Source:

Obituary: Sir Shridath ‘Sonny’ Ramphal, Lawyer, Commonwealth Secretary-General


The energetic and skilled orator who delighted the Queen but clashed with Thatcher over sanctions on apartheid South Africa

At any Commonwealth meeting in the 1980s Sir Shridath Ramphal would be on hugging terms with most people in the room. And if that wasn’t the case with Queen Elizabeth II, the organisation’s secretary-general was said to have got on famously with the British monarch. It was only when he found himself under the gimlet eye of Margaret Thatcher that the bonhomie ended abruptly.

Matters came to a head at the 1985 Commonwealth heads of government meeting in Nassau, in the Bahamas. The Guyana-born Ramphal had been an enthusiastic advocate of imposing sanctions on apartheid South Africa. For her part, the British prime minister regarded him as a civil servant who was overreaching his brief.

Thatcher would later bow to pressure to impose economic sanctions on South Africa, but was not ready to do so at Nassau. “I noted that they were busy trading with South Africa at the same time as they were attacking me for refusing to apply sanctions,” she recalled in her memoirs. “I wondered when they were going to show similar concern for the abuses in the Soviet Union … I wondered when I was going to hear them attack terrorism. I reminded them of their own less than impressive records on human rights.”

A small, rotund man who exuded geniality, Ramphal had similar views on the Commonwealth to the Queen — though he said it was anachronistic for it to be led by a monarch — and he was given almost unbridled royal access. “She transcended the barriers of race, colour and caste very easily, and she was never lofty or remote,” he said. “In all my 15 years, I never met a prime minister or a president — Marxists and republicans included — who did not set the greatest store by the 20 minutes she spent with each of them at our heads of government meetings.”

Such royal favour was perhaps one reason Thatcher’s personal criticism of the liberal diplomat, known as Sonny, was less vehement than it might have been. The same could not be said for her husband, Denis. “He and I didn’t get on,” Denis recalled. “He was so left-wing. I used to say: ‘Sonny Ramphal, you really are a terrible man … You do more harm than good.’ He came back after the election and I said: ‘You’ve got us for another four years, Sonny. I hope to Christ we’re not going to have you.’”
Emboldened perhaps by another gin and tonic, Denis continued: “Who do you think is worse? Sonny bloody Ramphal or Ma bloody Gandhi?”

However, to a whole political generation of the developing world, Ramphal was a passionate and articulate advocate of their demands for a fairer world — even if what he was campaigning for did not always lead to one. As secretary-general of the Commonwealth between 1975 to 1990 he helped to broker the decolonisation of Rhodesia into Zimbabwe, and arguably played no small part in helping to abolish apartheid in South Africa.
Shridath Surendranath Ramphal was born in New Amsterdam in British Guiana, now Guyana, in 1928. His great-grandmother, exiled from India after refusing to immolate herself on her husband’s funeral pyre, had come to Guyana to work on a sugar plantation owned by John Gladstone, father of William, the Liberal prime minister.

Ramphal’s father, James, who was educated by Canadian Presbyterians and converted to Christianity, was a teacher and member of the capital Georgetown’s middle class, able to give his son a solid education — first at a school for the children of the elite in Georgetown and then at the University of London. James was the first Guyanese to be appointed to a government position when he was made a commissioner in the department of labour after the outbreak of the Second World War.

Dataset extract:
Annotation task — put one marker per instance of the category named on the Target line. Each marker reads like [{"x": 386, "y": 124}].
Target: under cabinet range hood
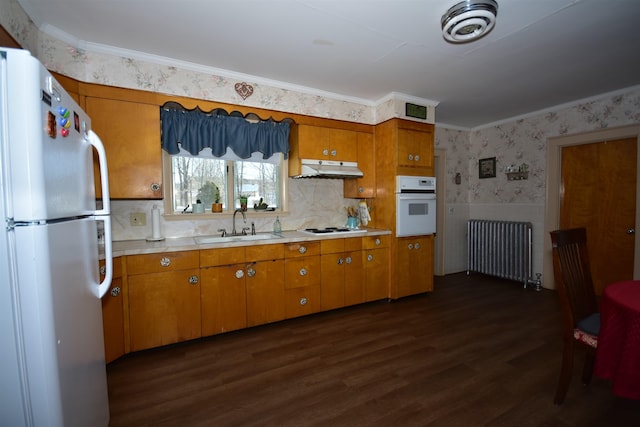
[{"x": 328, "y": 169}]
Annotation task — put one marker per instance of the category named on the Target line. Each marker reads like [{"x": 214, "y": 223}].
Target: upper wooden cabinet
[
  {"x": 130, "y": 132},
  {"x": 364, "y": 187},
  {"x": 404, "y": 147},
  {"x": 321, "y": 143}
]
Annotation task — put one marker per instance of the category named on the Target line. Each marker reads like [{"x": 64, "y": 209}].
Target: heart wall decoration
[{"x": 244, "y": 90}]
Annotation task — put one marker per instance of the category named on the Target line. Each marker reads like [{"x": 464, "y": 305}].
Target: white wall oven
[{"x": 415, "y": 205}]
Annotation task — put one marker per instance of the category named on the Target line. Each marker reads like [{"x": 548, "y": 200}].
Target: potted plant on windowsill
[{"x": 216, "y": 206}]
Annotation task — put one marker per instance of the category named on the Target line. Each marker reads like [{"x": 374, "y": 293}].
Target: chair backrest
[{"x": 572, "y": 275}]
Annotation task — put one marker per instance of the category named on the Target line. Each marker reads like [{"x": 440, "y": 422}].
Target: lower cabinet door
[
  {"x": 302, "y": 301},
  {"x": 164, "y": 308},
  {"x": 223, "y": 299},
  {"x": 265, "y": 292}
]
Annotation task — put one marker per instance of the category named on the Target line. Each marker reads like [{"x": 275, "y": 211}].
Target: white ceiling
[{"x": 542, "y": 53}]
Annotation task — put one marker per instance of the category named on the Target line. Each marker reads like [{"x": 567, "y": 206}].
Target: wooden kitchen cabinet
[
  {"x": 365, "y": 187},
  {"x": 164, "y": 298},
  {"x": 342, "y": 282},
  {"x": 265, "y": 284},
  {"x": 113, "y": 314},
  {"x": 323, "y": 143},
  {"x": 223, "y": 294},
  {"x": 414, "y": 273},
  {"x": 130, "y": 132},
  {"x": 415, "y": 151},
  {"x": 302, "y": 278},
  {"x": 375, "y": 260}
]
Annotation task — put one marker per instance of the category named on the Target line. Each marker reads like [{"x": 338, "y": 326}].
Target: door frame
[{"x": 554, "y": 181}]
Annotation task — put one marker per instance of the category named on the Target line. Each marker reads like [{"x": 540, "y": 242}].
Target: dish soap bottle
[{"x": 277, "y": 227}]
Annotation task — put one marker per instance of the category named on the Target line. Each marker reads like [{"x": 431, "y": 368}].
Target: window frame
[{"x": 167, "y": 191}]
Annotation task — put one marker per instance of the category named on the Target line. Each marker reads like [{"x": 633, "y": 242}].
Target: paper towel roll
[{"x": 155, "y": 222}]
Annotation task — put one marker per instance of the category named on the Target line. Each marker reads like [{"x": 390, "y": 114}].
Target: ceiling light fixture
[{"x": 469, "y": 20}]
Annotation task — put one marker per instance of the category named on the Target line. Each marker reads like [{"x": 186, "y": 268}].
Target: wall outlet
[{"x": 138, "y": 219}]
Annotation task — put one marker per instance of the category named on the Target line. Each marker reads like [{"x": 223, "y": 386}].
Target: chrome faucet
[{"x": 244, "y": 217}]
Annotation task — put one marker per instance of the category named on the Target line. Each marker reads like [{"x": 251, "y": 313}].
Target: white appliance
[
  {"x": 52, "y": 366},
  {"x": 415, "y": 205}
]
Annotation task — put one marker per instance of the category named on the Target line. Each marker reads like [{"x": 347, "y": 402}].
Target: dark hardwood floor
[{"x": 478, "y": 351}]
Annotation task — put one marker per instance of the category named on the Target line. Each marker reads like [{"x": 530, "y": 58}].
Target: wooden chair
[{"x": 580, "y": 316}]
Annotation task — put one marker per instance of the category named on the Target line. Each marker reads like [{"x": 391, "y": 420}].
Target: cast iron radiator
[{"x": 500, "y": 248}]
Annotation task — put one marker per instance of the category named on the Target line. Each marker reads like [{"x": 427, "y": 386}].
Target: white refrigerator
[{"x": 52, "y": 366}]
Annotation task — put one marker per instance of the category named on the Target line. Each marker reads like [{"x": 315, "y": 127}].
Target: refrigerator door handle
[
  {"x": 95, "y": 141},
  {"x": 104, "y": 286}
]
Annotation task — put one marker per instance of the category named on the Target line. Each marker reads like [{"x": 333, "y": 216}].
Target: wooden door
[
  {"x": 131, "y": 135},
  {"x": 265, "y": 292},
  {"x": 223, "y": 299},
  {"x": 164, "y": 308},
  {"x": 599, "y": 193}
]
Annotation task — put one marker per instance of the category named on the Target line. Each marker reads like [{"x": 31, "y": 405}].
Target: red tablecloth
[{"x": 618, "y": 352}]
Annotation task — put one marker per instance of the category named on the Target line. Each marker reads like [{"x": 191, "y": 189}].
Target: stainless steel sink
[{"x": 204, "y": 240}]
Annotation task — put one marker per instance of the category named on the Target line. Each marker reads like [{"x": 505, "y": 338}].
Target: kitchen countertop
[{"x": 138, "y": 247}]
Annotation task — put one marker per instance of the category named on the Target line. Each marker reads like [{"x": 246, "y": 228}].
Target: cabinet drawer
[
  {"x": 293, "y": 250},
  {"x": 222, "y": 256},
  {"x": 165, "y": 261},
  {"x": 374, "y": 242},
  {"x": 301, "y": 301},
  {"x": 300, "y": 272},
  {"x": 331, "y": 246},
  {"x": 264, "y": 252}
]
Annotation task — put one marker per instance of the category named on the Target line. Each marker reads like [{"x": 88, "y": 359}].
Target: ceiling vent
[{"x": 469, "y": 20}]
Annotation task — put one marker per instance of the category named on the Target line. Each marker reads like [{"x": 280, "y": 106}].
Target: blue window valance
[{"x": 194, "y": 130}]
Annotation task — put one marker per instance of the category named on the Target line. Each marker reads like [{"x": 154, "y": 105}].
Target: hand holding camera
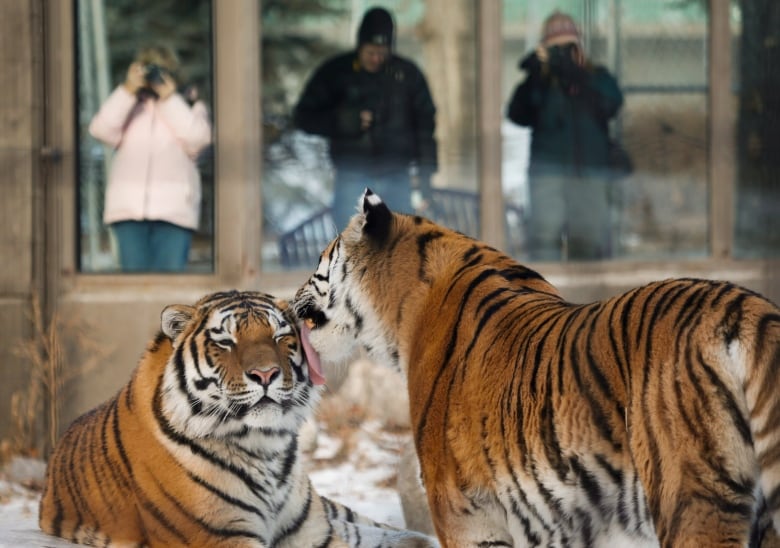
[
  {"x": 565, "y": 61},
  {"x": 149, "y": 77}
]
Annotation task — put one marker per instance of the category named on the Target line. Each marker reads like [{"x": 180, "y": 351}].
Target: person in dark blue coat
[
  {"x": 567, "y": 102},
  {"x": 376, "y": 109}
]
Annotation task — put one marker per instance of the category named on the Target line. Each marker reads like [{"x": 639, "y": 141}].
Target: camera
[
  {"x": 153, "y": 74},
  {"x": 561, "y": 56}
]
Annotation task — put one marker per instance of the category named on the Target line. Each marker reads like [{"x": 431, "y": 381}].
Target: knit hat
[
  {"x": 376, "y": 28},
  {"x": 558, "y": 27}
]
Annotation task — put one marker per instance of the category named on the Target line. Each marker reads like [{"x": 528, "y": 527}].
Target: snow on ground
[{"x": 355, "y": 466}]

Task list:
(a) Reproduce the passage of the Ramphal obituary starting with "Obituary: Sir Shridath" and going on through "bonhomie ended abruptly.".
(b) Name every person whose own words are directly quoted in the Ramphal obituary.

The results:
(a)
Obituary: Sir Shridath ‘Sonny’ Ramphal, Lawyer, Commonwealth Secretary-General


The energetic and skilled orator who delighted the Queen but clashed with Thatcher over sanctions on apartheid South Africa

At any Commonwealth meeting in the 1980s Sir Shridath Ramphal would be on hugging terms with most people in the room. And if that wasn’t the case with Queen Elizabeth II, the organisation’s secretary-general was said to have got on famously with the British monarch. It was only when he found himself under the gimlet eye of Margaret Thatcher that the bonhomie ended abruptly.

(b)
Margaret Thatcher
Sir Shridath "Sonny" Ramphal
Denis Thatcher